* **Position identification records**
▬▬▬▬▬▬

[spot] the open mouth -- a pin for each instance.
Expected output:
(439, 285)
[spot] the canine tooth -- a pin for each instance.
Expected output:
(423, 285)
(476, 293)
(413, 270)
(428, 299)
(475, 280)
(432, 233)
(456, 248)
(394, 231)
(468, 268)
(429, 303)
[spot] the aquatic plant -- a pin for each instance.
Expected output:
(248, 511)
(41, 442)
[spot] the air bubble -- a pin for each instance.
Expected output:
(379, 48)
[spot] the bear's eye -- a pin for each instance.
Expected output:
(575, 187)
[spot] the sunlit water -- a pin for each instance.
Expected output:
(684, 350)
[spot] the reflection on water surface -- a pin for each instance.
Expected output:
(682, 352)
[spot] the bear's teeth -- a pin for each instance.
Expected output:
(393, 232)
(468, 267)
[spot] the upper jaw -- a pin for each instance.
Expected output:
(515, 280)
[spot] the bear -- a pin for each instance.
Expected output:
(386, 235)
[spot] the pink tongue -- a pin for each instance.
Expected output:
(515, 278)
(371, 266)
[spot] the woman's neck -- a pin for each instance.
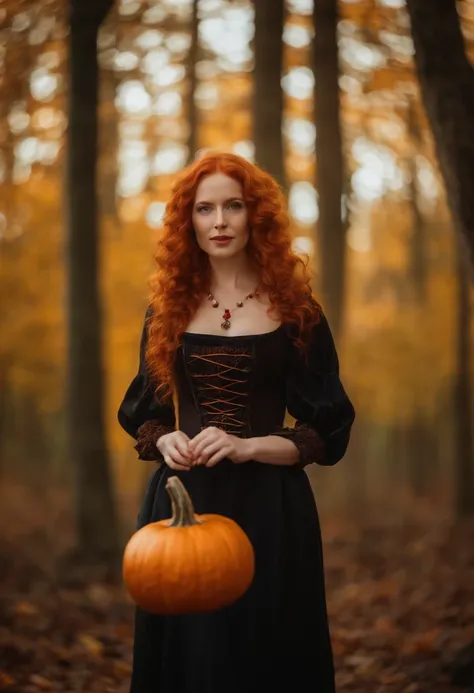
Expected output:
(232, 276)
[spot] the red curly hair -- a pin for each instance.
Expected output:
(183, 276)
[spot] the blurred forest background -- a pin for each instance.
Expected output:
(115, 99)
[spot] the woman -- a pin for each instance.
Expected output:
(234, 337)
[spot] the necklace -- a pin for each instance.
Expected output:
(227, 315)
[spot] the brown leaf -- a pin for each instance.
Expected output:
(6, 680)
(91, 644)
(25, 609)
(41, 682)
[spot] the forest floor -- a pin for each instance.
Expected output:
(400, 598)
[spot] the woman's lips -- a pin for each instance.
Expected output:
(221, 240)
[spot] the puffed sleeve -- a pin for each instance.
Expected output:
(316, 398)
(141, 414)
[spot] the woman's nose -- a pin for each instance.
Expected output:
(220, 220)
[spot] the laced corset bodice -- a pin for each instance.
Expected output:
(233, 383)
(221, 377)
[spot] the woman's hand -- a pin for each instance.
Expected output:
(174, 447)
(212, 444)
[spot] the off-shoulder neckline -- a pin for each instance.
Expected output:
(243, 337)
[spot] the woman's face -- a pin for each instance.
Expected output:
(220, 218)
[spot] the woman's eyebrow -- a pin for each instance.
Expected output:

▬▬▬▬▬▬

* **GIVEN INSTRUCTION**
Copy every item above word for word, omitting the pictures.

* **EXERCISE OUTPUT**
[spot] the open mouth -- a pin for each instance.
Expected output:
(439, 285)
[spot] the canine tooth -- a pin for each instance.
Expected output:
(423, 285)
(476, 293)
(413, 270)
(428, 299)
(475, 280)
(432, 233)
(456, 248)
(394, 231)
(468, 268)
(429, 303)
[spot] the aquatic plant -- a pin for each instance.
Expected output:
(248, 511)
(41, 442)
[spot] the air bubble -- a pin for each instance.
Expected output:
(379, 48)
[spot] the bear's eye -- a pin for each instance.
Expected output:
(575, 187)
[spot] the sunlit water -- a pin for each instance.
Expected output:
(684, 350)
[spot] the reflection on water surface -- a pin for each instance.
Expected output:
(682, 352)
[spot] the bear's teeth -- a pin for each instance.
Expected output:
(393, 232)
(468, 267)
[spot] the upper jaw -- a pin for each instance.
Expected output:
(515, 280)
[spot] the bear -- a pin for each instance.
Expected output:
(386, 235)
[spot] the pink tongue -- a pin for each instance.
Expected output:
(515, 278)
(371, 266)
[spot] the woman's neck -- a pin for each instance.
Expected output:
(232, 276)
[spot] the red curly hair -- a pin for each instance.
Expected output:
(183, 276)
[spot] the blurred forest background -- a pin for each instance.
Expected output:
(115, 99)
[spot] the woman -- a pin for each instance.
Expected output:
(234, 337)
[spot] the necklace -- a pin for each instance.
Expected output:
(227, 315)
[spot] the brown leaf -- a pin for each instance.
Expected output:
(6, 680)
(91, 644)
(25, 609)
(41, 682)
[spot] the forest floor -- a pin for each instance.
Expected output:
(400, 598)
[spot] the woman's lips -- a pin for each instance.
Expected output:
(221, 240)
[spot] the puffed sleeve -- a pin for each instance.
Expected output:
(316, 398)
(141, 414)
[spot] the woman's nose -- a pin for each instance.
Expected output:
(220, 220)
[spot] the laced corset bodice -- a pin for each instance.
Expected output:
(233, 383)
(221, 377)
[spot] the woman's hand -- a pin for each instance.
Expected output:
(174, 447)
(212, 444)
[spot] the off-shoulder neckline -- a pin for each instance.
Expected output:
(243, 337)
[spot] the woman's face -- a pin for each instance.
Expected output:
(220, 218)
[spot] the woman's eyebrow -- a pin for each instance.
Expected output:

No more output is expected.